Location annotation dataset excerpts
++++

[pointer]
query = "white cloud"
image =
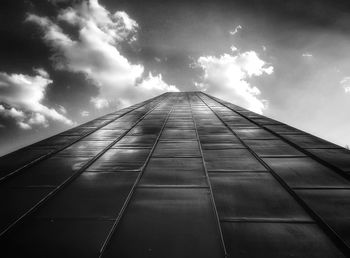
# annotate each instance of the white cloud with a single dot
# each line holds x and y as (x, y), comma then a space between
(85, 113)
(233, 48)
(307, 55)
(96, 52)
(345, 83)
(235, 31)
(21, 99)
(227, 77)
(99, 103)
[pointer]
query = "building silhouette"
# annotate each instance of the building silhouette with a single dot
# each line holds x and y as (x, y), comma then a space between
(179, 175)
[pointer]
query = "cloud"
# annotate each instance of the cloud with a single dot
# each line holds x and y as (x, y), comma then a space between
(21, 99)
(95, 51)
(227, 77)
(85, 113)
(235, 31)
(345, 83)
(307, 55)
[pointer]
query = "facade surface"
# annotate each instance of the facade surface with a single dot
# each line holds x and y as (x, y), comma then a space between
(179, 175)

++++

* THE REQUEST
Reproduce the records above verbatim, line for line, omitting the pictures from your answer.

* EXERCISE RESPONSE
[pointer]
query = "white cloud"
image =
# annotate each instance of the white cloud with a single dot
# each line holds x and y as (x, y), comma then a space between
(85, 113)
(233, 48)
(307, 55)
(96, 52)
(345, 83)
(235, 31)
(21, 99)
(227, 77)
(99, 103)
[pointer]
query = "building silhouette"
# annotate each instance of the building silhouette with a single dot
# each line holds x and y as (x, y), comma then a space between
(179, 175)
[pointer]
query = "cloud"
# annotate each instance of the cloud with a single dot
# each line holds x and y as (x, y), comma then a space between
(21, 99)
(95, 51)
(227, 77)
(85, 113)
(235, 31)
(345, 83)
(307, 55)
[pointer]
query = "facade surface"
# annotate each instance of the facade surface with a single dot
# each line holds x and y as (x, y), comma then a space between
(179, 175)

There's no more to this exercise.